• _Problem to solve_: Give the listing again character for character, but drop the images.

• _Data extract_:
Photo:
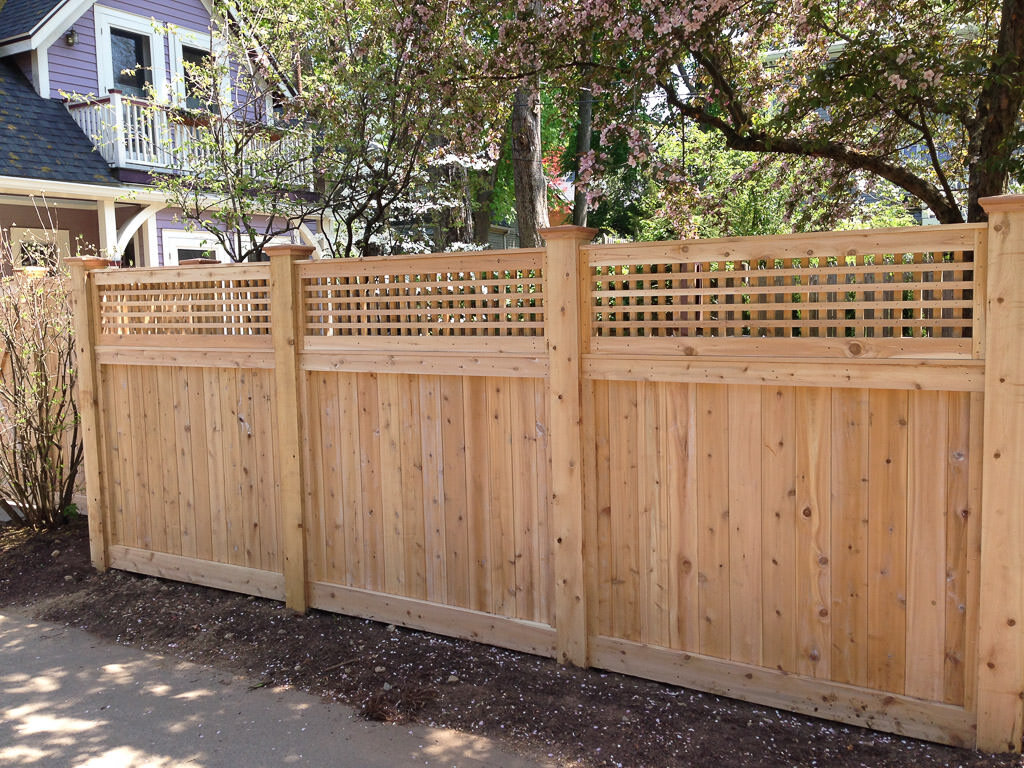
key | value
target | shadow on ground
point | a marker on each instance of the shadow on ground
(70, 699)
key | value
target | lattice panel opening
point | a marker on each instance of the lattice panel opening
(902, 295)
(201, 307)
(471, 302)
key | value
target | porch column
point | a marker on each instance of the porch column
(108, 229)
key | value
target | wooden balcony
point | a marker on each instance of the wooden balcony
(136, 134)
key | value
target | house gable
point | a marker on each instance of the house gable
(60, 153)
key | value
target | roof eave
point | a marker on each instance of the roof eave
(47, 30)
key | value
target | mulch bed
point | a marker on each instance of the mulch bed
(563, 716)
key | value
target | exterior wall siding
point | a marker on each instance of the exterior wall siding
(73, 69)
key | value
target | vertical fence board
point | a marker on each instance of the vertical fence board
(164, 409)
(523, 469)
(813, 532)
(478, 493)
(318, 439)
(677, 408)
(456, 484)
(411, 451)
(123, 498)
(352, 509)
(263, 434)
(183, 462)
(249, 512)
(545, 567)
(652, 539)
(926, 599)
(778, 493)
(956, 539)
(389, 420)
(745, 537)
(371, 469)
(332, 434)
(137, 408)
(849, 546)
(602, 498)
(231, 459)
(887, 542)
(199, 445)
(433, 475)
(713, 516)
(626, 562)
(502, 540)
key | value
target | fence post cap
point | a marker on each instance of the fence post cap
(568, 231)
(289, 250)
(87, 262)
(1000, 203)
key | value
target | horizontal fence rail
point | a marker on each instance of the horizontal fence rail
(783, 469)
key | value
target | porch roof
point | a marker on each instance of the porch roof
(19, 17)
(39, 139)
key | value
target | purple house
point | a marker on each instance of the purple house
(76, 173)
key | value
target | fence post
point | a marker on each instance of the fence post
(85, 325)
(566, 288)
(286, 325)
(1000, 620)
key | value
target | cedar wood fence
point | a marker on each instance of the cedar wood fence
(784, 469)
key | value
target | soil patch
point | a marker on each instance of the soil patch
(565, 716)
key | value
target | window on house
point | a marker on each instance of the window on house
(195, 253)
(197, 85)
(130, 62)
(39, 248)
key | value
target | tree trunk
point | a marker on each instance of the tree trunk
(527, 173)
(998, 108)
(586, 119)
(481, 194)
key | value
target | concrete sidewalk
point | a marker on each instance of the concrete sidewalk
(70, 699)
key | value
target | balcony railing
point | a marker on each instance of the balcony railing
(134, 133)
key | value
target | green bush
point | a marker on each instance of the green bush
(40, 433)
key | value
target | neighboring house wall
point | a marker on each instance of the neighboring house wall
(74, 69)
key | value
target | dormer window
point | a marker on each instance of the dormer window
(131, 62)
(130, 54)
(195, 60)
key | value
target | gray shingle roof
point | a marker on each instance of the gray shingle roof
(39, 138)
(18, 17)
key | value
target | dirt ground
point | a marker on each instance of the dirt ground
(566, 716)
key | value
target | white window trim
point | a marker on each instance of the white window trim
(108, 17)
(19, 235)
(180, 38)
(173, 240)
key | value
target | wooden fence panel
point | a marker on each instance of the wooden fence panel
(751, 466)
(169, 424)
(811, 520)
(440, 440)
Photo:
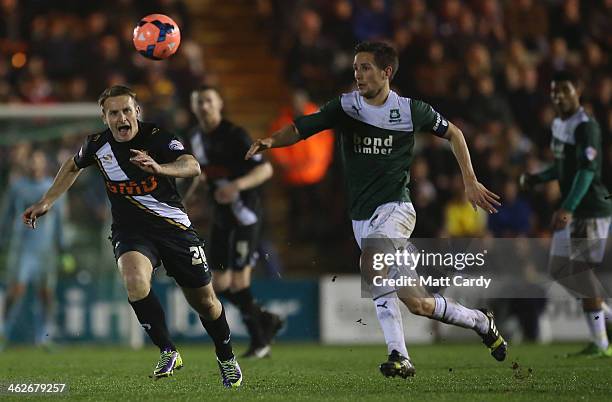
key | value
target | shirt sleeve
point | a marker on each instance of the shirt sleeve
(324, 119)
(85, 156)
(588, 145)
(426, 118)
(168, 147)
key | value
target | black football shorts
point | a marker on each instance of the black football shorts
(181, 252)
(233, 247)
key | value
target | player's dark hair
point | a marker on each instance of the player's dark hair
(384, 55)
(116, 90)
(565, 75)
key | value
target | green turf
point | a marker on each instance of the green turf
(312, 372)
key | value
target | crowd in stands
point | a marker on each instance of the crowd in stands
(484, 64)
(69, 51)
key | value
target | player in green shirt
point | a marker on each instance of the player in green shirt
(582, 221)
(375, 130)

• _Result of the exercise_:
Photo:
key | value
target | shadow on ground
point | a marker on each instance of the shadow on ground
(70, 699)
key | value
target | lattice panel opening
point | a marker on each instance of the lattice panel opening
(902, 295)
(201, 307)
(471, 302)
key | value
target | porch column
point | a marker on each instance of the porch column
(108, 229)
key | value
target | wooden balcony
point | a marker on each instance of the wooden balcony
(136, 134)
key | value
target | house gable
point | a marker on each instance of the house gable
(60, 153)
key | value
target | roof eave
point | a marker on each instance of the roof eave
(47, 30)
key | value
target | mulch bed
point | a marker on each instance of the mulch bed
(563, 716)
key | value
target | exterior wall siding
point | a marker on each instance of the exterior wall siding
(73, 69)
key | value
target | vertical fence board
point | a marker on each instance of the vertical fence board
(164, 409)
(523, 469)
(813, 532)
(478, 493)
(318, 439)
(677, 408)
(456, 484)
(411, 451)
(123, 498)
(352, 509)
(263, 434)
(183, 462)
(249, 512)
(545, 567)
(652, 539)
(926, 599)
(778, 493)
(956, 539)
(389, 420)
(745, 537)
(371, 469)
(332, 434)
(137, 408)
(849, 546)
(602, 498)
(231, 459)
(887, 542)
(199, 445)
(433, 475)
(713, 516)
(626, 562)
(502, 540)
key | value
target | fence post cap
point | a marker on each instance of the fence post cap
(568, 231)
(289, 250)
(87, 262)
(1000, 203)
key | value
target | horizontal fence rail
point | a marker on each instance of the horizontal fence rail
(783, 469)
key | value
target | porch roof
point | a marker on each instance of the porch roof
(19, 17)
(39, 139)
key | value
target | purple house
point | a marker on each instance of the purple house
(76, 173)
key | value
target | fence post
point | a marker on each instance of the fence post
(85, 325)
(566, 288)
(286, 325)
(1000, 620)
key | value
target | cedar wood fence
point | a marker on each instance of the cedar wood fence
(784, 469)
key | value
target | soil patch
point | a marker on each instance of the soil patch
(565, 716)
key | value
target | window on house
point | a marker on each instance of the window on house
(195, 253)
(197, 85)
(130, 62)
(39, 248)
key | value
target | tree trunk
point | a marker on each instance of the tree trunk
(527, 173)
(998, 108)
(586, 119)
(481, 194)
key | value
target | concrete sidewalk
point | a marker on each instance of the concrete sidewalk
(70, 699)
key | value
target | balcony railing
point | a marker on each instance of the balcony railing
(134, 133)
key | value
target | green bush
point | a marker on each instance of the green bush
(40, 433)
key | value
target | neighboring house wall
point | a marker on each instance of the neighboring house wall
(74, 69)
key | value
target | dormer window
point | a marker on each instance of the dormer window
(131, 62)
(130, 54)
(195, 60)
key | value
target | gray shingle roof
point | a marker on each instance of the gray shingle roof
(39, 138)
(18, 17)
key | value
target | dirt ground
point | a marker on each instance of the dirt ground
(566, 716)
key | value
target | white window trim
point | a marker on each instance of the white window trim
(108, 17)
(19, 235)
(180, 38)
(173, 240)
key | value
target | wooden fence panel
point | a marker on each instance of the wooden fence panel
(751, 466)
(169, 424)
(811, 520)
(440, 440)
Photo:
key | value
target | shirt sleeve
point | a marker on each instance of the shirt sleeve
(324, 119)
(85, 156)
(588, 145)
(426, 118)
(168, 147)
key | value
target | black football shorts
point | a marker on each instance of the black football shorts
(181, 252)
(233, 247)
key | value
target | player's dark hair
point | a marker on each instance of the player's dark hair
(384, 55)
(116, 90)
(565, 75)
key | value
target | green turf
point | a marker on each instance of the green turf
(312, 372)
key | value
target | crowd in stands
point | a marker on each instance of the crowd in stands
(484, 64)
(69, 51)
key | value
target | player in green shirt
point | a marker on each instance of the player in green shirt
(582, 221)
(375, 130)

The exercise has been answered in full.